▸ **WORK REQUEST**: Pictures appear in the records below; write out everything else exactly.
(SUPPLIED MATERIAL Opens)
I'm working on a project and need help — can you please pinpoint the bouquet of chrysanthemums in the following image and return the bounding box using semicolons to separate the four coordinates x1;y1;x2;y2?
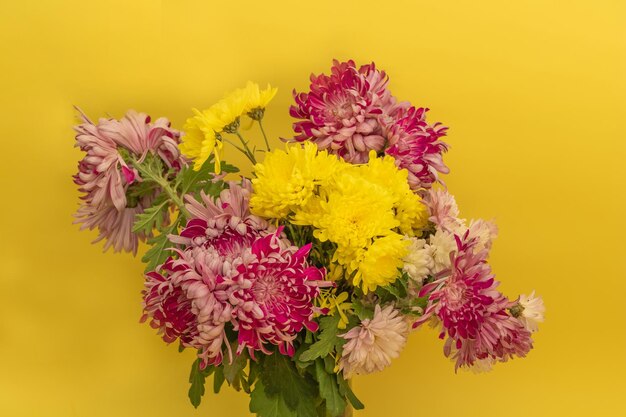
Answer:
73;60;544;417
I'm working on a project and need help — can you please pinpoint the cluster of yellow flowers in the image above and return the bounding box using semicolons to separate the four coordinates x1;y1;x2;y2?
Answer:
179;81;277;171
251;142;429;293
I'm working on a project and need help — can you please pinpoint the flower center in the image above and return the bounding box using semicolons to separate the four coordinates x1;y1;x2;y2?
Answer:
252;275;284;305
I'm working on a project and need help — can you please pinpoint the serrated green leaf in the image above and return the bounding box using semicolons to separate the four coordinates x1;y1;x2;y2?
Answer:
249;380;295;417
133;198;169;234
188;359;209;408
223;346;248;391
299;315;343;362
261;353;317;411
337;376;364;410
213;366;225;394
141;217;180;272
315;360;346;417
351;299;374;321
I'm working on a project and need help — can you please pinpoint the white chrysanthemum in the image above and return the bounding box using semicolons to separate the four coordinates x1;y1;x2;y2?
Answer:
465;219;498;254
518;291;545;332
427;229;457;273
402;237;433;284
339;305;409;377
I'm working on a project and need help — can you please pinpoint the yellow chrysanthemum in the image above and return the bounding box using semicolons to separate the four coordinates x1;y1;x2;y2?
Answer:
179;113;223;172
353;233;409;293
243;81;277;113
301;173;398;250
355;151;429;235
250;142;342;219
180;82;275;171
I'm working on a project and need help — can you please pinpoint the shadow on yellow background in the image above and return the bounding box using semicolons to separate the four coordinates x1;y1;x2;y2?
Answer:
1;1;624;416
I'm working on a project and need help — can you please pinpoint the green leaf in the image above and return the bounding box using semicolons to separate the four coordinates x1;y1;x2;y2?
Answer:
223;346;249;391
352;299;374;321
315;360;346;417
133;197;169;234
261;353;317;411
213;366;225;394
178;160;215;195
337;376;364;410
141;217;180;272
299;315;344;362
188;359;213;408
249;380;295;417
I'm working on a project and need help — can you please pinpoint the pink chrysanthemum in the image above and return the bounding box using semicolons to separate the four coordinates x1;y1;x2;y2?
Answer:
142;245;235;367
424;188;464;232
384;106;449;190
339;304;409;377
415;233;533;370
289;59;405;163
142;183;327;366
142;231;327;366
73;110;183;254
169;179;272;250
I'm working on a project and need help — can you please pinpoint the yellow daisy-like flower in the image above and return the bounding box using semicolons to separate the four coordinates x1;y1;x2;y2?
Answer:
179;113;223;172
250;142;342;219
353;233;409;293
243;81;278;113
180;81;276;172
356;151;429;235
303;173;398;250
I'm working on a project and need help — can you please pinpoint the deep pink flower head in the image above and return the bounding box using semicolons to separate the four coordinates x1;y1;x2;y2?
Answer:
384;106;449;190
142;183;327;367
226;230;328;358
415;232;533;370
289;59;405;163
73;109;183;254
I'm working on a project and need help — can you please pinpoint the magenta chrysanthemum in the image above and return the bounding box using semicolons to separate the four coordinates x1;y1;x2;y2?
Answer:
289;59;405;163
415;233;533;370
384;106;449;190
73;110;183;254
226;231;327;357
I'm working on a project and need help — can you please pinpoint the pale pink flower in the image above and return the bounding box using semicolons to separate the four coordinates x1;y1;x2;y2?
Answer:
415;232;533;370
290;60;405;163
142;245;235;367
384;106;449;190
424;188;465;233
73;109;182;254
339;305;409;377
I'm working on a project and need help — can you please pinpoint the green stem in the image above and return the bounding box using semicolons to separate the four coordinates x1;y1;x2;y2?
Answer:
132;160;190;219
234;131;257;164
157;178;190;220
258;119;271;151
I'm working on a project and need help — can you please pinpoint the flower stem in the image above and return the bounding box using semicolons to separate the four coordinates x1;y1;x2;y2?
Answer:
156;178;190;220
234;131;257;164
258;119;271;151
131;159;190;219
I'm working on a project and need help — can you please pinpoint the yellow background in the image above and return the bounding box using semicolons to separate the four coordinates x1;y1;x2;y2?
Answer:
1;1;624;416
(SUPPLIED MATERIAL Closes)
▸ **EXPECTED ANSWER**:
I'm working on a project and need help — can you please pinpoint the bouquet of chrysanthemums in the following image and return the bounding box using semicolons to separate the four coordinates x1;y1;x2;y2?
Answer:
73;60;544;417
I'm working on a project and need help — can you please pinpoint the cluster of yellow flowers in the image above and return the bounding box using semicolons to separate the four coordinates x1;y1;x2;y2?
Answer:
179;81;277;171
251;142;429;293
I'm working on a project and need help — can you please pinpoint the flower center in the image above and return the bounding box using semicolons to separate the four coordinates x1;y1;x2;y2?
Answer:
252;275;284;305
I'm working on a project and need help — can you please pinpoint the serrated green leaf in the image above and return the bounding box using semicolons to separate the four coordinates x1;y1;x2;y2?
Answer:
249;380;295;417
133;198;169;234
188;359;209;408
223;346;248;391
299;315;343;362
261;353;317;411
337;376;364;410
213;366;225;394
141;217;180;272
315;360;346;417
351;299;374;321
I'm working on a project and need help — can you please pinpoint the white chrysanthemum in the image above and return the bounding box using semicolons to separate the four coordinates x1;y1;x2;y2?
Answer:
465;219;498;254
518;291;545;332
427;229;457;273
402;237;433;284
339;305;409;377
I'm working on a project and need help — can you please pinpoint the yellow chrysanthemum in the image above and return the bounding box using semicolons to separate the four coordinates x1;y1;x2;y2?
Answer:
179;113;223;172
353;233;409;293
243;81;277;113
301;173;398;250
355;151;429;235
250;142;342;219
180;82;275;171
I'm working on a project and need help — can you please pinpoint the shadow on yellow background in the image above and return the bounding box using semicolons to separate the four coordinates x1;y1;x2;y2?
Answer:
1;1;624;416
I'm working on a project and need help — can you please pinpoint the green leaf in the image above and return the bounding box using semicolons to separate the four coordinates x1;y1;x2;y2?
Answer:
223;346;249;391
352;299;374;321
315;360;346;417
133;197;169;234
261;353;317;411
213;366;225;394
178;160;215;195
337;376;364;410
141;217;180;272
299;315;344;362
188;359;213;408
249;380;295;417
I'm working on a project and need help — can you please pinpoint the pink chrysanthemum in the image above and return the bounding box using semicolons to separate the four coordinates x1;y1;x2;y2?
Answer:
142;245;235;367
424;188;464;232
384;106;449;190
339;304;409;377
415;233;533;370
289;59;405;163
142;183;327;366
142;231;327;366
73;110;183;254
169;179;272;250
I'm working on a project and need help — can you please pinpoint the yellow daisy-like flower in the image above and return the bounding box using semicolons to separate the four coordinates x1;y1;x2;y2?
Answer:
179;113;223;172
250;142;342;219
353;233;409;293
243;81;278;113
180;81;276;172
356;151;429;235
303;173;398;250
I'm working on a project and need help — can you please pinpoint the deep pink flower head in the image above and return the bounding box using semicolons to separate the four coordinates x1;y1;x2;y2?
Answer:
384;106;449;190
142;183;327;367
226;230;328;358
415;232;533;370
289;59;405;163
73;109;183;254
I'm working on a project and need help — can you please pinpoint the magenta chrysanthemum in the image above and return the bounding box using semicolons to separate the four coordinates x1;y1;x2;y2?
Answer:
289;59;405;163
415;233;533;370
384;106;449;190
73;110;183;254
226;231;327;357
I'm working on a project and need help — can you please pinpoint the pale pink flower in the image above and return the bounding box using semicolons to separate the four coordinates x1;y1;x2;y2?
Answer:
415;232;533;370
290;60;405;163
142;245;235;367
384;106;449;190
424;188;465;233
73;109;182;254
339;305;409;377
I'm working on a project and need help — can you please pinpoint the green stem in the image above and return the bounding box using semicolons to separate the four coordinates x1;y1;x2;y2?
Answer:
132;160;190;219
234;131;257;164
157;178;190;220
258;119;271;151
I'm working on a project and need help — can you please pinpoint the flower stem in the image above and return the bounding box using semicolons to separate the four coordinates x1;y1;x2;y2?
Answer:
156;178;190;220
234;131;257;164
258;119;271;151
131;159;190;219
I'm working on a project and need help — can you please pinpoint the yellow background in the image above and return the bounding box using semicolons to separate the four coordinates x1;y1;x2;y2?
Answer:
1;1;624;416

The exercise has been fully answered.